PROBLEM REQUIREMENTS — Write out the lines below word for word, omitting the picture.

---

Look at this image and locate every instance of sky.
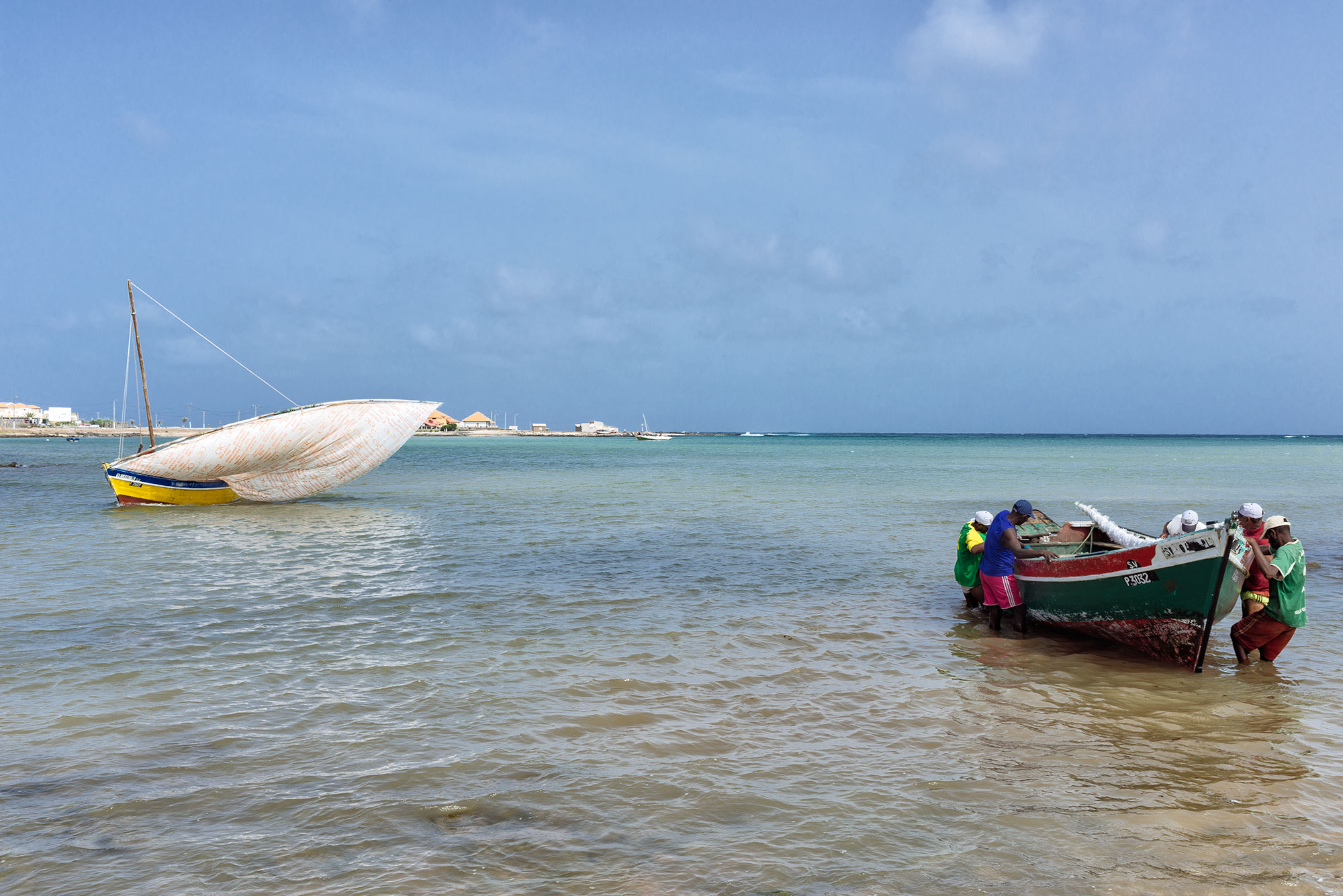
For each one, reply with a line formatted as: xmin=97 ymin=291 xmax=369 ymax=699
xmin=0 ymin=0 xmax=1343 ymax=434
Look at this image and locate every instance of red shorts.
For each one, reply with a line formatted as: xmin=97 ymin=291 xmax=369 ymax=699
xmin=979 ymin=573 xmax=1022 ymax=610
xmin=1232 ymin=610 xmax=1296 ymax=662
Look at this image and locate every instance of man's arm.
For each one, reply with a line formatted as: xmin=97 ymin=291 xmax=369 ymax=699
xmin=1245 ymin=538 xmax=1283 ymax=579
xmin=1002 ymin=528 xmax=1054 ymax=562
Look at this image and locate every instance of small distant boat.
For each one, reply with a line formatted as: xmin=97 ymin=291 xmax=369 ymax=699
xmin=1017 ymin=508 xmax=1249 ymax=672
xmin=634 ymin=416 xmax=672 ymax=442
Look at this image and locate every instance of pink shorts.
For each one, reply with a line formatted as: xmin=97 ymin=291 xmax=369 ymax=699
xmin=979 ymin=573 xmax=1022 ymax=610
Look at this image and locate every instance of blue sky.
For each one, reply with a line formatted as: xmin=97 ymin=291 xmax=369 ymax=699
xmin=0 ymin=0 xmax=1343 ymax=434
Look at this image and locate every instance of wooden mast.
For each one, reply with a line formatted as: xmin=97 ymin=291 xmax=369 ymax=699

---

SOLVED EXERCISE —
Look at this image and locate every instance of sky.
For each one, reply with a line formatted as: xmin=97 ymin=291 xmax=369 ymax=699
xmin=0 ymin=0 xmax=1343 ymax=434
Look at this image and locate every instance of red shorts.
For each one, reply with a line formatted as: xmin=97 ymin=291 xmax=369 ymax=699
xmin=979 ymin=573 xmax=1022 ymax=610
xmin=1232 ymin=610 xmax=1296 ymax=662
Look at this image and locate every instance of man's arm.
For each one, reply with a line formatted as: xmin=97 ymin=291 xmax=369 ymax=699
xmin=1245 ymin=538 xmax=1283 ymax=579
xmin=1002 ymin=528 xmax=1054 ymax=562
Look at this image and locate every instance of small distant boat.
For each one, reply with a line formatted as: xmin=97 ymin=291 xmax=369 ymax=699
xmin=1017 ymin=508 xmax=1249 ymax=672
xmin=634 ymin=416 xmax=672 ymax=442
Look at this image and locate every instance of pink shorts.
For each one, reply with a line formatted as: xmin=97 ymin=291 xmax=369 ymax=699
xmin=979 ymin=573 xmax=1022 ymax=610
Look at this image and locate every instance of blue sky.
For each one, reply with a line formatted as: xmin=97 ymin=291 xmax=369 ymax=699
xmin=0 ymin=0 xmax=1343 ymax=434
Look at this image and locate every instance of wooden mast.
For each one, reply with a line formatted as: xmin=97 ymin=291 xmax=369 ymax=699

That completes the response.